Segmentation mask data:
###

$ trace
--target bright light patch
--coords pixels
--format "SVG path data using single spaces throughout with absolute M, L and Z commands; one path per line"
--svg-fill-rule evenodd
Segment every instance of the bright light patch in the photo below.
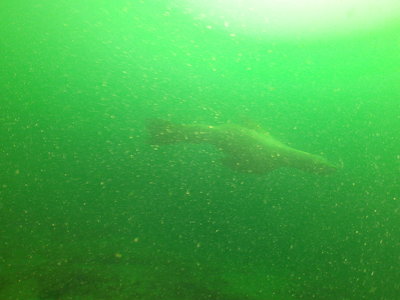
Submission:
M 400 19 L 400 0 L 184 1 L 186 12 L 202 20 L 204 26 L 225 28 L 231 34 L 346 34 L 379 28 Z

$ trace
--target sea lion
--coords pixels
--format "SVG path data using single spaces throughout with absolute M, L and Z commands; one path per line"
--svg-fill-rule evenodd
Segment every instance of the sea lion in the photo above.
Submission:
M 207 143 L 224 153 L 224 165 L 241 172 L 265 174 L 281 167 L 330 174 L 338 167 L 325 158 L 291 148 L 258 127 L 225 124 L 182 125 L 164 120 L 147 124 L 149 143 Z

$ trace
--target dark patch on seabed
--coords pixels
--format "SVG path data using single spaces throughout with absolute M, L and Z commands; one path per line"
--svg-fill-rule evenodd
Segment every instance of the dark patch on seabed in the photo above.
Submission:
M 171 259 L 107 256 L 56 259 L 30 257 L 29 265 L 11 261 L 0 277 L 1 299 L 175 299 L 255 300 L 289 299 L 287 286 L 264 278 L 256 294 L 241 285 L 243 278 L 201 265 Z M 15 264 L 21 263 L 21 260 Z M 9 272 L 10 267 L 17 272 Z M 230 278 L 231 277 L 231 278 Z M 268 281 L 274 286 L 268 286 Z M 279 286 L 281 285 L 281 286 Z M 250 294 L 248 294 L 250 292 Z M 251 295 L 253 293 L 253 295 Z

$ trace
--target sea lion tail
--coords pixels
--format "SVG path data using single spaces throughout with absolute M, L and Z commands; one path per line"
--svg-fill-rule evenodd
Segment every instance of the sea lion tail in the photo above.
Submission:
M 179 142 L 214 143 L 219 139 L 214 126 L 176 124 L 170 121 L 153 119 L 147 122 L 150 145 L 165 145 Z
M 172 144 L 180 141 L 180 125 L 161 119 L 147 121 L 146 128 L 150 145 Z

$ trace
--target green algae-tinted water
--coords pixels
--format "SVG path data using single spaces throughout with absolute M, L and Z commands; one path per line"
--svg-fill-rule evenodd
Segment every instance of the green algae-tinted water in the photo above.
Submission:
M 229 34 L 163 1 L 0 4 L 1 299 L 398 299 L 400 27 Z M 343 165 L 238 173 L 149 119 Z

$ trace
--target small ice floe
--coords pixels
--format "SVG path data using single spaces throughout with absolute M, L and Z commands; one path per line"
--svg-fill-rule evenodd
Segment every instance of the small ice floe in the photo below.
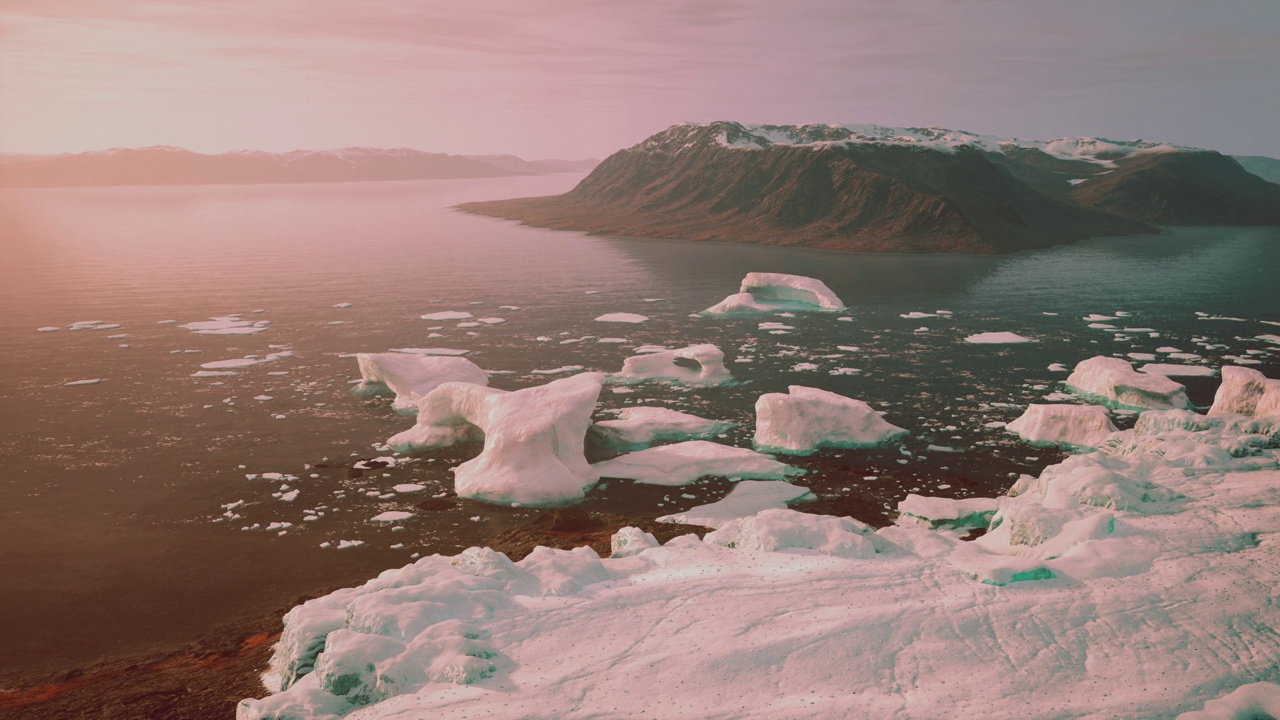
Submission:
M 489 384 L 488 373 L 463 357 L 357 353 L 356 362 L 360 366 L 356 391 L 385 386 L 396 394 L 393 407 L 401 412 L 416 412 L 420 398 L 447 382 Z
M 785 480 L 743 480 L 733 486 L 725 497 L 706 505 L 664 515 L 658 522 L 698 525 L 712 529 L 731 520 L 749 517 L 764 510 L 785 508 L 788 505 L 817 500 L 809 488 L 792 485 Z
M 784 325 L 780 322 L 762 322 L 758 326 L 761 330 L 795 330 L 791 325 Z
M 1164 375 L 1140 373 L 1113 357 L 1082 360 L 1064 384 L 1114 406 L 1136 409 L 1190 408 L 1187 389 Z
M 210 378 L 210 377 L 233 377 L 240 373 L 235 370 L 197 370 L 191 373 L 194 378 Z
M 327 543 L 322 543 L 321 547 L 324 547 L 324 545 L 327 545 Z M 364 545 L 363 540 L 339 540 L 338 541 L 339 550 L 348 550 L 350 548 L 358 548 L 361 545 Z
M 500 317 L 482 317 L 482 318 L 476 318 L 476 322 L 481 323 L 481 324 L 483 324 L 483 325 L 501 325 L 502 323 L 504 323 L 504 322 L 506 322 L 506 321 L 507 321 L 507 319 L 506 319 L 506 318 L 500 318 Z M 458 327 L 462 327 L 462 326 L 461 326 L 461 325 L 459 325 Z
M 36 332 L 58 332 L 61 329 L 62 328 L 56 325 L 46 325 L 44 327 L 36 328 Z
M 937 314 L 937 313 L 920 312 L 919 310 L 913 310 L 913 311 L 911 311 L 911 312 L 909 312 L 909 313 L 905 313 L 905 314 L 899 315 L 898 317 L 903 317 L 903 318 L 906 318 L 906 319 L 908 319 L 908 320 L 919 320 L 919 319 L 921 319 L 921 318 L 938 317 L 938 314 Z
M 465 310 L 445 310 L 438 313 L 427 313 L 419 316 L 423 320 L 469 320 L 475 317 Z
M 586 368 L 581 365 L 561 365 L 558 368 L 547 368 L 544 370 L 530 370 L 531 375 L 562 375 L 564 373 L 578 372 Z
M 1015 344 L 1015 343 L 1035 342 L 1035 340 L 1032 340 L 1031 338 L 1023 337 L 1017 333 L 1011 333 L 1011 332 L 978 333 L 977 335 L 970 335 L 969 337 L 965 338 L 964 341 L 967 343 L 973 343 L 975 345 L 1008 345 L 1008 344 Z
M 336 303 L 336 304 L 334 304 L 334 307 L 336 307 L 336 308 L 349 308 L 349 307 L 355 307 L 355 303 L 340 302 L 340 303 Z
M 792 385 L 756 400 L 755 446 L 809 455 L 823 447 L 873 447 L 907 434 L 861 400 Z
M 591 434 L 610 447 L 635 450 L 661 440 L 700 440 L 715 437 L 735 423 L 709 420 L 663 407 L 641 405 L 618 413 L 616 420 L 601 420 Z
M 1166 377 L 1213 377 L 1218 374 L 1216 369 L 1204 365 L 1170 365 L 1168 363 L 1147 363 L 1139 367 L 1138 372 Z
M 391 348 L 393 353 L 403 353 L 405 355 L 466 355 L 470 350 L 457 350 L 454 348 Z
M 403 510 L 388 510 L 387 512 L 384 512 L 380 515 L 374 515 L 373 517 L 369 518 L 369 522 L 376 522 L 376 523 L 401 522 L 403 520 L 408 520 L 413 516 L 414 516 L 414 513 L 405 512 Z
M 265 331 L 270 324 L 270 320 L 242 320 L 239 315 L 221 315 L 178 327 L 196 335 L 253 335 Z
M 1117 428 L 1100 405 L 1029 405 L 1006 429 L 1033 444 L 1093 449 Z
M 90 378 L 88 380 L 72 380 L 69 383 L 63 383 L 64 387 L 74 387 L 76 385 L 97 385 L 102 382 L 102 378 Z
M 644 353 L 645 349 L 639 347 L 636 352 Z M 691 385 L 716 385 L 733 380 L 724 366 L 724 352 L 710 344 L 633 355 L 623 361 L 615 377 L 623 381 L 669 380 Z
M 422 492 L 423 490 L 427 489 L 427 486 L 419 485 L 418 483 L 401 483 L 399 485 L 393 485 L 391 489 L 403 495 L 408 493 Z
M 289 351 L 271 353 L 270 355 L 248 355 L 233 360 L 215 360 L 213 362 L 201 363 L 200 367 L 205 370 L 236 370 L 240 368 L 253 367 L 254 365 L 265 365 L 266 363 L 275 362 L 282 358 L 293 357 L 294 354 Z
M 804 470 L 746 448 L 707 440 L 638 450 L 591 466 L 600 477 L 625 478 L 648 485 L 681 486 L 708 475 L 732 479 L 780 480 Z
M 636 313 L 616 312 L 616 313 L 607 313 L 605 315 L 601 315 L 600 317 L 596 318 L 596 322 L 636 324 L 636 323 L 642 323 L 648 319 L 649 318 L 646 315 L 637 315 Z
M 839 312 L 844 302 L 821 280 L 783 273 L 747 273 L 736 295 L 702 315 L 758 315 L 778 310 Z

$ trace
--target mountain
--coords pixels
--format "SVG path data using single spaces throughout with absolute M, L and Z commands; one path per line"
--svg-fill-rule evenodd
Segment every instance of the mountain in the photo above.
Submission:
M 1245 170 L 1267 182 L 1280 183 L 1280 160 L 1264 155 L 1232 155 Z
M 564 195 L 460 207 L 636 237 L 993 253 L 1148 223 L 1280 224 L 1280 186 L 1256 180 L 1217 153 L 1142 140 L 716 122 L 621 150 Z
M 561 172 L 591 172 L 600 164 L 600 161 L 595 158 L 587 158 L 585 160 L 534 160 L 532 162 L 545 167 L 556 168 Z
M 567 172 L 514 155 L 343 148 L 206 155 L 175 147 L 0 156 L 0 186 L 211 185 L 479 178 Z

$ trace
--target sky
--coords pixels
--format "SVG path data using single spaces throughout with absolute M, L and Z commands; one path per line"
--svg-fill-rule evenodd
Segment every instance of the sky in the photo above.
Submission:
M 1280 157 L 1280 0 L 0 0 L 0 151 L 604 157 L 679 122 Z

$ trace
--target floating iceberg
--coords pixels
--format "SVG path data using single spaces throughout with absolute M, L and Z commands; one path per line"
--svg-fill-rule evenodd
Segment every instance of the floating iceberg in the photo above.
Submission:
M 691 345 L 633 355 L 622 361 L 615 378 L 627 380 L 674 380 L 690 385 L 716 385 L 733 380 L 724 366 L 724 352 L 715 345 Z
M 700 477 L 782 479 L 804 470 L 746 448 L 689 440 L 619 455 L 592 466 L 600 477 L 649 485 L 688 485 Z
M 792 385 L 756 400 L 757 449 L 808 455 L 822 447 L 873 447 L 906 435 L 861 400 Z
M 1066 379 L 1068 389 L 1101 398 L 1105 403 L 1137 409 L 1190 408 L 1187 389 L 1164 375 L 1133 369 L 1114 357 L 1082 360 Z
M 600 442 L 623 450 L 646 448 L 659 440 L 701 440 L 719 435 L 736 423 L 682 413 L 663 407 L 629 407 L 617 420 L 591 426 Z
M 1280 415 L 1280 380 L 1273 380 L 1250 368 L 1227 365 L 1222 368 L 1222 385 L 1213 396 L 1210 415 Z
M 463 357 L 357 353 L 360 388 L 385 385 L 396 394 L 393 404 L 401 412 L 417 412 L 418 400 L 447 382 L 488 385 L 489 375 Z
M 977 335 L 970 335 L 964 339 L 967 343 L 974 345 L 1017 345 L 1021 343 L 1033 343 L 1029 337 L 1023 337 L 1017 333 L 1011 332 L 984 332 Z
M 1028 405 L 1005 429 L 1030 443 L 1096 448 L 1118 428 L 1101 405 Z
M 1165 377 L 1213 377 L 1218 374 L 1217 370 L 1204 365 L 1170 365 L 1168 363 L 1147 363 L 1138 368 L 1138 372 Z
M 995 514 L 996 498 L 942 498 L 909 493 L 898 503 L 898 524 L 929 528 L 985 528 Z
M 791 503 L 816 499 L 809 488 L 783 480 L 743 480 L 734 485 L 728 495 L 713 503 L 663 515 L 658 518 L 658 522 L 701 525 L 714 529 L 731 520 L 749 517 L 763 510 L 785 509 Z
M 178 327 L 196 335 L 253 335 L 263 332 L 270 324 L 270 320 L 241 320 L 236 315 L 223 315 Z
M 427 313 L 421 317 L 423 320 L 470 320 L 474 316 L 465 310 L 445 310 Z
M 583 444 L 603 373 L 583 373 L 514 392 L 473 383 L 440 385 L 418 401 L 418 422 L 387 444 L 401 452 L 484 439 L 454 468 L 460 497 L 532 506 L 582 500 L 597 475 Z
M 811 551 L 841 558 L 875 557 L 871 527 L 853 518 L 806 515 L 795 510 L 765 510 L 730 520 L 704 542 L 739 550 L 763 552 Z
M 703 310 L 703 315 L 759 315 L 778 310 L 839 312 L 840 298 L 821 280 L 782 273 L 747 273 L 736 295 Z
M 596 322 L 635 324 L 635 323 L 642 323 L 648 319 L 649 318 L 645 315 L 617 312 L 617 313 L 608 313 L 606 315 L 601 315 L 600 317 L 596 318 Z

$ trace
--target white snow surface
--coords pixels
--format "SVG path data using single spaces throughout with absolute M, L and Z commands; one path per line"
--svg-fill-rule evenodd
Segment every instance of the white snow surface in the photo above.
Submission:
M 1064 384 L 1105 403 L 1137 409 L 1189 408 L 1187 389 L 1164 375 L 1140 373 L 1127 360 L 1099 355 L 1081 360 Z
M 1148 411 L 973 542 L 775 509 L 629 557 L 433 555 L 291 610 L 237 717 L 1274 715 L 1277 441 Z
M 1032 404 L 1005 429 L 1030 443 L 1096 448 L 1118 428 L 1101 405 Z
M 823 447 L 873 447 L 906 435 L 861 400 L 792 385 L 756 400 L 755 446 L 808 455 Z
M 241 320 L 237 315 L 222 315 L 178 327 L 196 335 L 253 335 L 263 332 L 268 325 L 269 320 Z
M 792 485 L 785 480 L 743 480 L 729 494 L 706 505 L 684 512 L 663 515 L 658 522 L 680 523 L 719 528 L 731 520 L 755 515 L 763 510 L 783 509 L 791 503 L 816 500 L 809 488 Z
M 600 477 L 626 478 L 648 485 L 688 485 L 700 477 L 721 475 L 730 480 L 781 480 L 804 470 L 778 462 L 763 453 L 707 440 L 688 440 L 619 455 L 592 466 Z
M 637 352 L 640 348 L 637 348 Z M 681 364 L 679 361 L 684 361 Z M 718 385 L 733 380 L 724 366 L 724 352 L 715 345 L 690 345 L 633 355 L 622 361 L 614 378 L 631 380 L 672 380 L 689 385 Z
M 1138 372 L 1164 375 L 1165 377 L 1213 377 L 1218 371 L 1204 365 L 1171 365 L 1168 363 L 1147 363 L 1138 368 Z
M 418 401 L 418 421 L 387 444 L 400 452 L 484 440 L 454 468 L 459 497 L 531 506 L 582 500 L 598 476 L 583 455 L 603 373 L 507 392 L 448 382 Z
M 778 310 L 839 312 L 844 302 L 826 283 L 803 275 L 747 273 L 734 295 L 703 310 L 703 315 L 758 315 Z
M 357 353 L 361 387 L 385 385 L 396 394 L 393 407 L 416 412 L 418 401 L 447 382 L 488 385 L 489 375 L 464 357 Z
M 634 450 L 660 440 L 701 440 L 719 435 L 736 423 L 709 420 L 664 407 L 640 405 L 618 413 L 617 420 L 601 420 L 591 434 L 610 447 Z
M 1280 415 L 1280 380 L 1268 378 L 1252 368 L 1224 366 L 1222 384 L 1213 396 L 1209 414 Z
M 642 323 L 648 319 L 649 317 L 647 315 L 637 315 L 635 313 L 616 312 L 616 313 L 606 313 L 604 315 L 601 315 L 600 317 L 596 318 L 596 322 L 635 324 L 635 323 Z
M 1015 345 L 1021 343 L 1033 343 L 1028 337 L 1023 337 L 1017 333 L 1011 332 L 984 332 L 976 335 L 970 335 L 964 339 L 967 343 L 974 345 Z
M 427 313 L 421 317 L 423 320 L 469 320 L 474 316 L 465 310 L 445 310 L 443 312 Z
M 930 528 L 987 527 L 999 507 L 995 498 L 942 498 L 908 493 L 898 503 L 898 524 Z

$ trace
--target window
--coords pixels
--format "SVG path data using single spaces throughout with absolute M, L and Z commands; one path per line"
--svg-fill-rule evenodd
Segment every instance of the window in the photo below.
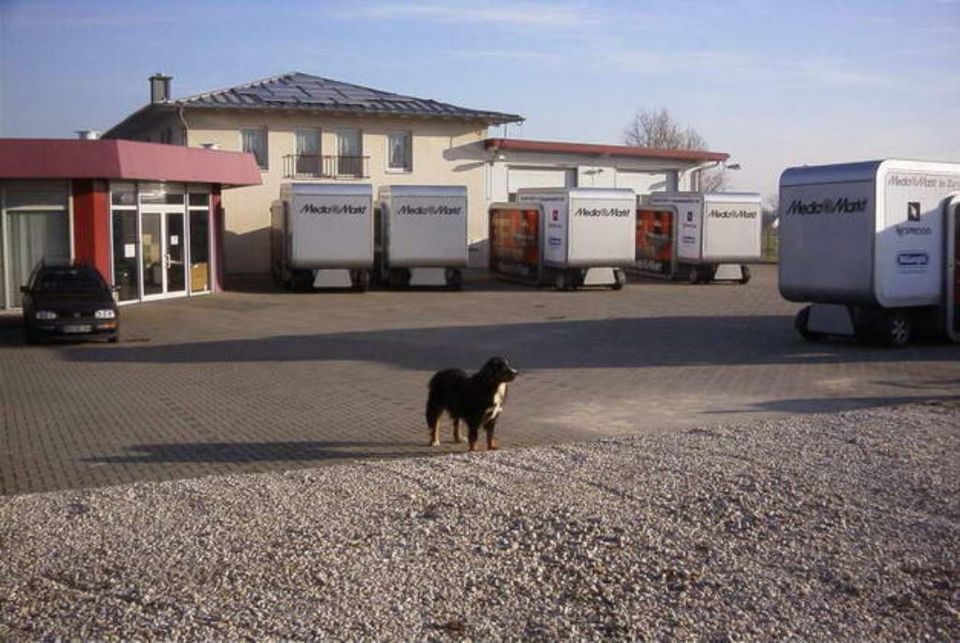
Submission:
M 173 143 L 173 130 L 169 127 L 163 128 L 160 132 L 160 142 L 166 143 L 167 145 Z
M 0 211 L 5 233 L 0 237 L 0 308 L 17 308 L 20 286 L 27 284 L 37 262 L 71 258 L 69 190 L 62 181 L 10 182 L 0 189 L 4 192 L 0 202 L 6 206 Z
M 298 129 L 296 136 L 297 174 L 320 176 L 320 130 Z
M 410 132 L 392 132 L 387 135 L 387 169 L 410 172 L 413 154 Z
M 183 205 L 183 185 L 179 183 L 141 183 L 140 203 Z
M 243 151 L 250 152 L 257 158 L 257 165 L 266 170 L 267 164 L 267 128 L 242 129 L 240 136 L 243 139 Z
M 197 188 L 193 188 L 197 189 Z M 204 188 L 205 189 L 205 188 Z M 210 290 L 210 194 L 190 193 L 190 292 Z
M 70 222 L 62 210 L 7 212 L 10 235 L 10 291 L 13 306 L 20 307 L 20 286 L 41 260 L 70 260 Z
M 337 132 L 337 174 L 363 176 L 363 143 L 358 129 Z

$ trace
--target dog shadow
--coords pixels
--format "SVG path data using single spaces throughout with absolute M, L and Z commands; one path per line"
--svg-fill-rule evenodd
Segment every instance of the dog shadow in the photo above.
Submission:
M 85 458 L 96 464 L 313 462 L 392 459 L 423 455 L 423 442 L 179 442 L 135 444 L 127 453 Z M 451 445 L 453 446 L 453 445 Z M 438 454 L 447 451 L 438 450 Z

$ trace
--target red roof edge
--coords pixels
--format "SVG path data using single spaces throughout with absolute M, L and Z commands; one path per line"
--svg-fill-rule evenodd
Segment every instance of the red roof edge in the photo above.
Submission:
M 259 185 L 252 154 L 124 140 L 0 138 L 0 179 Z
M 488 150 L 516 150 L 518 152 L 549 152 L 554 154 L 590 154 L 594 156 L 630 156 L 673 159 L 677 161 L 726 161 L 726 152 L 704 150 L 664 150 L 630 145 L 596 145 L 593 143 L 564 143 L 561 141 L 529 141 L 517 138 L 488 138 L 483 141 Z

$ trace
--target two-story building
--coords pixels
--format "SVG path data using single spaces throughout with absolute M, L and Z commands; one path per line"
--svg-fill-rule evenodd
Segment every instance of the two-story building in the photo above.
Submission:
M 487 209 L 522 187 L 627 187 L 638 195 L 696 190 L 722 152 L 488 138 L 516 114 L 458 107 L 293 72 L 172 99 L 170 77 L 104 138 L 253 154 L 258 186 L 223 195 L 229 274 L 269 271 L 270 205 L 287 181 L 458 185 L 468 193 L 470 265 L 487 261 Z
M 479 144 L 490 125 L 515 114 L 458 107 L 292 72 L 173 100 L 170 77 L 150 79 L 151 100 L 104 133 L 123 138 L 254 154 L 262 182 L 224 193 L 228 274 L 269 270 L 270 204 L 286 181 L 466 186 L 470 212 L 486 208 L 485 172 L 449 151 Z M 474 252 L 485 217 L 470 217 Z

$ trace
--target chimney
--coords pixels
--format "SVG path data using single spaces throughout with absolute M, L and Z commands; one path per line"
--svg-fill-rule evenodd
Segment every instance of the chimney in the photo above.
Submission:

###

*TASK DESCRIPTION*
Out of the records above, pick each line that contains the string "tail".

*RESPONSE TO THE EXERCISE*
--target sea lion tail
Segment every instance of the sea lion tail in the photo above.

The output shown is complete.